(Problem description)
Could you print, word for word, the lines below that begin with the one containing "Give the mask of every instance of the sun" and stop after the one containing "8), (201, 20)]", with both of those lines included and nothing else from the items?

>>>

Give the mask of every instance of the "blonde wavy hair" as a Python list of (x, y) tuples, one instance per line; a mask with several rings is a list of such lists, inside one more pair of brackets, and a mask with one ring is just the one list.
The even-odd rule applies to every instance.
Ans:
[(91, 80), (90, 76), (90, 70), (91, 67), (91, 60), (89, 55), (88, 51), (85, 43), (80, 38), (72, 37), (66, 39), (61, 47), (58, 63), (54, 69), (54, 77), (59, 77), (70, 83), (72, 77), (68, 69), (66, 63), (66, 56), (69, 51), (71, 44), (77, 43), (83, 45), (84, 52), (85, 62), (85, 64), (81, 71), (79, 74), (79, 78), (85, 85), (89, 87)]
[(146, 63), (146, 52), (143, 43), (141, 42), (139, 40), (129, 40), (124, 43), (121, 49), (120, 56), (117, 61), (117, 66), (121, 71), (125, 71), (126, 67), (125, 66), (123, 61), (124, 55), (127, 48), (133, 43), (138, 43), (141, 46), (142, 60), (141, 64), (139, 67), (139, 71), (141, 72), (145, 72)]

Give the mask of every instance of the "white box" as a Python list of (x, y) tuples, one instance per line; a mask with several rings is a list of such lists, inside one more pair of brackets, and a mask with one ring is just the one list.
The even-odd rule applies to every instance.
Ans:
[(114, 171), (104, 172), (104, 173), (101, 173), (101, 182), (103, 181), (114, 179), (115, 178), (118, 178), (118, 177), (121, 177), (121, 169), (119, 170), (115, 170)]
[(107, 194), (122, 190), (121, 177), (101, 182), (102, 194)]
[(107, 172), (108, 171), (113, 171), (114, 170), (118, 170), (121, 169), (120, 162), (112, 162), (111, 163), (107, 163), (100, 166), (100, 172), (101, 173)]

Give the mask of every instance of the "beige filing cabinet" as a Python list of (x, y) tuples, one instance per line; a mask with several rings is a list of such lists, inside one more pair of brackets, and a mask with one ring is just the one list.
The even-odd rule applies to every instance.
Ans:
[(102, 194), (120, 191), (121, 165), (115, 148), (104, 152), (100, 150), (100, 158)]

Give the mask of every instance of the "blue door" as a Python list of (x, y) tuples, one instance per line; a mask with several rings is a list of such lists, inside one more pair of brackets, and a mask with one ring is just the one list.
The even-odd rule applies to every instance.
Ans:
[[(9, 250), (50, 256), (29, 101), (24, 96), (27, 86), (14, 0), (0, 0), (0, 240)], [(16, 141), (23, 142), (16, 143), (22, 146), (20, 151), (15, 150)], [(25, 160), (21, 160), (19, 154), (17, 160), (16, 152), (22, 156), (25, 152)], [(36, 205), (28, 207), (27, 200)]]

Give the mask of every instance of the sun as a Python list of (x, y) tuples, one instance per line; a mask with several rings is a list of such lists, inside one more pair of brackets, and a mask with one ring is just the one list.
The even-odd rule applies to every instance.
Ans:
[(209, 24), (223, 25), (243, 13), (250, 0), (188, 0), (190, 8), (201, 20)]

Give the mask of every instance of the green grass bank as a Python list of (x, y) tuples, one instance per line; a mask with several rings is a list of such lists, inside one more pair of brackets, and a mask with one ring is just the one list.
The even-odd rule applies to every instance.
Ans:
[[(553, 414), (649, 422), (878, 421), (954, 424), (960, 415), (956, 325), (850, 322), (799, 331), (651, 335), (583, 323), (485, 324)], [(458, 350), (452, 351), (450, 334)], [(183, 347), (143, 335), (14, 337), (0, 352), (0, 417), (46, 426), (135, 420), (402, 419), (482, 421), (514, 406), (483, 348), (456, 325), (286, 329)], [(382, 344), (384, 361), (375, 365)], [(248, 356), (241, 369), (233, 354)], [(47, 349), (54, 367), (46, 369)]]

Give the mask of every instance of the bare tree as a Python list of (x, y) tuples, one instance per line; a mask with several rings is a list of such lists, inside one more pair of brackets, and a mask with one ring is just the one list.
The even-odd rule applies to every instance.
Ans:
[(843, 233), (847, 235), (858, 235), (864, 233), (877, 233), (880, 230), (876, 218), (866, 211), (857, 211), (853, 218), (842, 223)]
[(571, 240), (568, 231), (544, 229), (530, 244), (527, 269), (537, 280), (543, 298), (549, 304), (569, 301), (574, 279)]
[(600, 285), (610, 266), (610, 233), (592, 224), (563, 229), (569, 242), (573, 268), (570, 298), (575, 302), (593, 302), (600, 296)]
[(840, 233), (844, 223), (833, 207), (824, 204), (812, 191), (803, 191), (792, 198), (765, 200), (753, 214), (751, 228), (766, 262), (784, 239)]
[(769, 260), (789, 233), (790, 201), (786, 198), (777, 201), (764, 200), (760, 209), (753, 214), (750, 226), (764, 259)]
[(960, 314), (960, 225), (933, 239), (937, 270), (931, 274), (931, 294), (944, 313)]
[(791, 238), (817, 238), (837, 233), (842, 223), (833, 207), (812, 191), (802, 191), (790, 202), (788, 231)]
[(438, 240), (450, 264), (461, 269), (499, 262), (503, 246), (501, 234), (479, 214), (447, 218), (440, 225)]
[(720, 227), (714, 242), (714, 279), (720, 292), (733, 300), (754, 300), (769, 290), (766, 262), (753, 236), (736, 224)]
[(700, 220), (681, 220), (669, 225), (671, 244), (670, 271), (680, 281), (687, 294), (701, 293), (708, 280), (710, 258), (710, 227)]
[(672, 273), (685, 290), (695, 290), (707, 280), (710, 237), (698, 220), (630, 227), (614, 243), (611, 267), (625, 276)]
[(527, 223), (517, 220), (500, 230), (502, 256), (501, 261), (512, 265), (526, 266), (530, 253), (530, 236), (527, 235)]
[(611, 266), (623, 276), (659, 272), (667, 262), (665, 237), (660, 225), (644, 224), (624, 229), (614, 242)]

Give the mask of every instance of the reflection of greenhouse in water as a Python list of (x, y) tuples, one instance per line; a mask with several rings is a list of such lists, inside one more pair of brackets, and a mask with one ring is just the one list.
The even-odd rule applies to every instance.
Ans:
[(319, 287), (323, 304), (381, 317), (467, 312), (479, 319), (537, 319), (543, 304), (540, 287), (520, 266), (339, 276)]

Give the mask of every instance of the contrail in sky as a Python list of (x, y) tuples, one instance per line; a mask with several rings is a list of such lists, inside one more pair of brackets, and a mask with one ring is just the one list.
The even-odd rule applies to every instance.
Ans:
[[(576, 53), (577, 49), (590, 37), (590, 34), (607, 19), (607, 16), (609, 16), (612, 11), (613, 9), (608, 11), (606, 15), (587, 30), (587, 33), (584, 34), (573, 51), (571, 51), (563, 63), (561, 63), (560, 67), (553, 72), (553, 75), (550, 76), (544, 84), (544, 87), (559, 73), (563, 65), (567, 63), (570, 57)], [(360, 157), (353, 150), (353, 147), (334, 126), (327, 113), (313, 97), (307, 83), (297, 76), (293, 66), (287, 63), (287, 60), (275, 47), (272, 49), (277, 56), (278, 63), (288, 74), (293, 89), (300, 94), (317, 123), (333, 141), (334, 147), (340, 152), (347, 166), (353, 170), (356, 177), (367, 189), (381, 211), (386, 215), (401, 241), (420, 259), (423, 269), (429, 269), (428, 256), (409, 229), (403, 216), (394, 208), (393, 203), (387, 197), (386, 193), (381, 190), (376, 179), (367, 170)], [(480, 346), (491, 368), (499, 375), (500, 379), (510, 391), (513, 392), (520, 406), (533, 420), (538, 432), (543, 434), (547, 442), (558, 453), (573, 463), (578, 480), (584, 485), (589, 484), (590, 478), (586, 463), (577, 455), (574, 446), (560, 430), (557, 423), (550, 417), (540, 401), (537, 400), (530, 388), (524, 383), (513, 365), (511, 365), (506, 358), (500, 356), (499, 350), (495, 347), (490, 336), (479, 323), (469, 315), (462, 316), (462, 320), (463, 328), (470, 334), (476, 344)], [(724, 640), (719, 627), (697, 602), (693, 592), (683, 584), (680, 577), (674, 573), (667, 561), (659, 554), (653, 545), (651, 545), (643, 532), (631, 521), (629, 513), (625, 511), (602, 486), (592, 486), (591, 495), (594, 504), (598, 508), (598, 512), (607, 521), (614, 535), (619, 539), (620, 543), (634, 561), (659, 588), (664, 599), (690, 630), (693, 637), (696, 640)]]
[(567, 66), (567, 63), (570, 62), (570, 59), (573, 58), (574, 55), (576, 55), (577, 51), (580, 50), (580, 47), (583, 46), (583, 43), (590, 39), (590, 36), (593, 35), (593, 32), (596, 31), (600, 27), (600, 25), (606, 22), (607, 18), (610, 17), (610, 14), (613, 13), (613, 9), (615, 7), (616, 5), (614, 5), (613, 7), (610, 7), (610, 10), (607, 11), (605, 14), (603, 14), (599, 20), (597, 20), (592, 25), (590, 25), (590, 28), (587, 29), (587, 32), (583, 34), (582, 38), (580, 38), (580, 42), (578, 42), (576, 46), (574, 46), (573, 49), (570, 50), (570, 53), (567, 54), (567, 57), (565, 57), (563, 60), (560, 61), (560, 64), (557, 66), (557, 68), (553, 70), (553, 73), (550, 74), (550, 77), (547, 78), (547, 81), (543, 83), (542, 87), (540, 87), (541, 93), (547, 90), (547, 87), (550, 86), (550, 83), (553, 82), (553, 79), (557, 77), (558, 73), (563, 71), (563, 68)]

<<<

(Complete answer)
Give the mask of every instance of the sun as a Python list of (x, y) tuples, one instance per line; a mask with several rings is a list of such lists, inside one more pair of brackets, and a mask with one ring is just the one list.
The even-odd rule applies to every instance.
Ans:
[(209, 24), (223, 25), (243, 13), (250, 0), (188, 0), (190, 8), (201, 20)]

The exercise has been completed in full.